- Work instruction -
Search the entries below for "every". Report each line where it occurs.

Start of Block

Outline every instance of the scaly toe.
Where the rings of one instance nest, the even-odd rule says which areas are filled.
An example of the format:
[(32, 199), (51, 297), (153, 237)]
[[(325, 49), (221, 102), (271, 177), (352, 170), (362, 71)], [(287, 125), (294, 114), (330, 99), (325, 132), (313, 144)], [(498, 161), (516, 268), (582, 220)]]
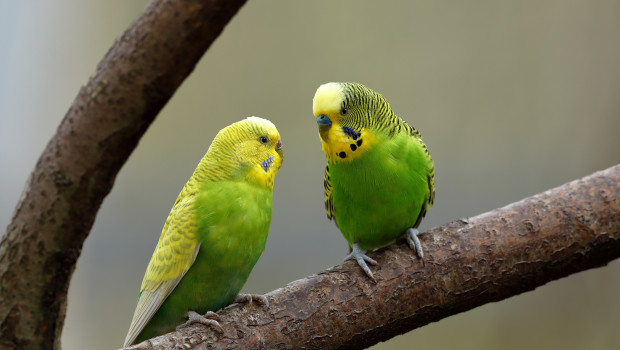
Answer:
[(416, 252), (420, 259), (422, 259), (422, 263), (424, 263), (424, 251), (422, 250), (422, 244), (420, 243), (418, 234), (419, 232), (417, 229), (410, 228), (405, 232), (405, 238), (407, 239), (409, 247)]
[(269, 300), (261, 294), (239, 294), (232, 303), (251, 303), (253, 301), (269, 307)]
[(366, 262), (368, 262), (371, 265), (379, 265), (378, 262), (376, 262), (374, 259), (366, 256), (366, 251), (363, 249), (360, 249), (359, 245), (357, 243), (353, 244), (353, 250), (351, 251), (351, 253), (349, 255), (347, 255), (344, 260), (355, 260), (357, 261), (357, 264), (362, 268), (362, 270), (364, 270), (364, 273), (366, 273), (366, 276), (370, 277), (375, 283), (377, 282), (377, 280), (375, 279), (375, 276), (372, 274), (372, 271), (370, 271), (370, 268), (368, 267), (368, 265), (366, 265)]
[(204, 314), (203, 316), (197, 313), (196, 311), (189, 310), (187, 311), (187, 317), (188, 317), (187, 322), (177, 326), (176, 328), (177, 330), (181, 328), (185, 328), (187, 326), (191, 326), (196, 323), (200, 323), (205, 326), (213, 327), (220, 333), (224, 333), (224, 328), (222, 328), (220, 323), (216, 321), (216, 320), (219, 320), (220, 317), (213, 311), (207, 311), (207, 313)]

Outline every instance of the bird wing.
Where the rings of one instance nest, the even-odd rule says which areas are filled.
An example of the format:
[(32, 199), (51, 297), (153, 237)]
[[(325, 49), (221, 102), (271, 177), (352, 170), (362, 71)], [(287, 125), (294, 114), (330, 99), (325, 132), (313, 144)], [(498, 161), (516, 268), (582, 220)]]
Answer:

End of Block

- Exercise response -
Outline every instance of the scaly toe.
Outline every instance of the bird wing.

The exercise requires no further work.